Attention-deficit hyperactivity disorder, or ADHD, is not just a problem for kids—the symptoms can persist well into adulthood. And more and more adults are affected by it: Between 2008 and 2012, the number of American adults taking medication for ADHD jumped by 53 percent, according to a report from Express Scripts.
In many cases, adult ADHD can be hard to peg down, oftentimes because the symptoms of adult ADHD aren’t as clear as those facing kids. As a result, many adults with the condition miss out on diagnosis—and the treatment they need to keep the difficulty paying attention and impulsivity in the check.
But now, doctors may be able to streamline the diagnosis process: A simple, six-question screening scale may reliably detect ADHD in adults, according to new research in JAMA Psychiatry.
The test, which was created by a World Health Organization advisory group along with two independent board-certified psychiatrists, is based on updated ADHD criteria published in Diagnostic and Statistical Manual of Mental Disorders-5. The new criteria are broader than the earlier version, so prior tests based on that may end up missing many adults who actually have ADHD.
The new ADHD screening test includes the six following questions:
1. How often do you have difficulty concentrating on what people say to you, even when they are speaking to you directly?
2. How often do you leave your seat in meetings or other situations in which you are expected to remain seated?
3. How often do you have difficulty unwinding and relaxing when you have time to yourself?

■ **GOAL OF THE EXERCISE**
Translate this sentence from the article on adult ADHD into Spanish: "But now, doctors may be able to streamline the diagnosis process: A simple, six-question screening scale may reliably detect ADHD in adults, according to new research in JAMA Psychiatry." The listing is separate material with no tie to the article.

■ **SOURCE INFORMATION**
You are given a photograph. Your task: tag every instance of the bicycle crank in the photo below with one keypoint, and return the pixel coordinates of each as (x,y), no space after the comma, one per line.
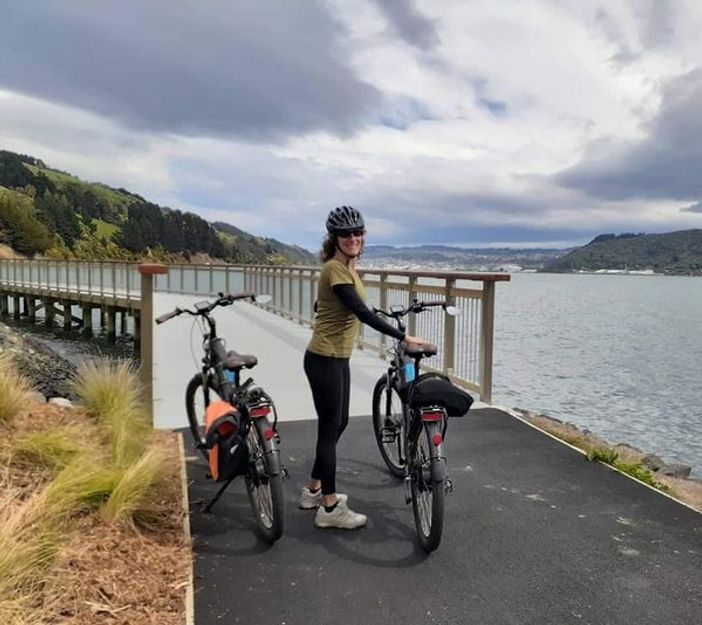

---

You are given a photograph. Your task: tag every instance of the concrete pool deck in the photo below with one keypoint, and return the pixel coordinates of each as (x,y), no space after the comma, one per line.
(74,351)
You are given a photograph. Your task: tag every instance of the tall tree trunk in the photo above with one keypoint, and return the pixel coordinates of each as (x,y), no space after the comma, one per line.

---

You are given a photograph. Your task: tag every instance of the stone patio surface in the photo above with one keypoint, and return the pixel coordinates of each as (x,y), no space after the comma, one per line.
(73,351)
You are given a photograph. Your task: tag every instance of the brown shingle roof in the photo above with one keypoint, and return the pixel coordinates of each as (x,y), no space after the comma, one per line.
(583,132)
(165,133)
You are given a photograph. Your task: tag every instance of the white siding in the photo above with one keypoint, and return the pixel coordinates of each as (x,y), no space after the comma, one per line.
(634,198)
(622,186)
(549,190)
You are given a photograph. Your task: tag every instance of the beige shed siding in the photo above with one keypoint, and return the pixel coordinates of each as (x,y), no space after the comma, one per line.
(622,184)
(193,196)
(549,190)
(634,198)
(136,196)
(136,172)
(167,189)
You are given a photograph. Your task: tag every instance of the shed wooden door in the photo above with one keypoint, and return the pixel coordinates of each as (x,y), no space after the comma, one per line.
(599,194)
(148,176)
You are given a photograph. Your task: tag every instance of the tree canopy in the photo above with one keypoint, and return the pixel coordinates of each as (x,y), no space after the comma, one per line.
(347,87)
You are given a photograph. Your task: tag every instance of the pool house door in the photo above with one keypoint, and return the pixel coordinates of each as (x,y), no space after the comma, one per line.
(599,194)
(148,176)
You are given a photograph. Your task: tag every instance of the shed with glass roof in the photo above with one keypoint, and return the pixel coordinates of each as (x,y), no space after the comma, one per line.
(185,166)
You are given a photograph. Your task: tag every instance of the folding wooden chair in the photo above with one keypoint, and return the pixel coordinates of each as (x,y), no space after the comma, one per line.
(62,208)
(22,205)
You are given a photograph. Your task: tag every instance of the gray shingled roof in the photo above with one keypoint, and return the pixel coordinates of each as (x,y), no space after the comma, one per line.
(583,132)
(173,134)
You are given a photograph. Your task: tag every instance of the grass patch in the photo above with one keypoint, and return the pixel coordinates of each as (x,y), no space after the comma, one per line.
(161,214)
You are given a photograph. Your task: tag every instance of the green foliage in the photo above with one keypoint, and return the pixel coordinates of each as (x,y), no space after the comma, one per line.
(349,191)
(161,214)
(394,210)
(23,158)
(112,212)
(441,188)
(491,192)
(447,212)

■ **SOLUTION**
Pero ahora, los médicos podrían simplificar el proceso de diagnóstico: una sencilla escala de detección de seis preguntas podría detectar de forma fiable el TDAH en adultos, según una nueva investigación publicada en JAMA Psychiatry.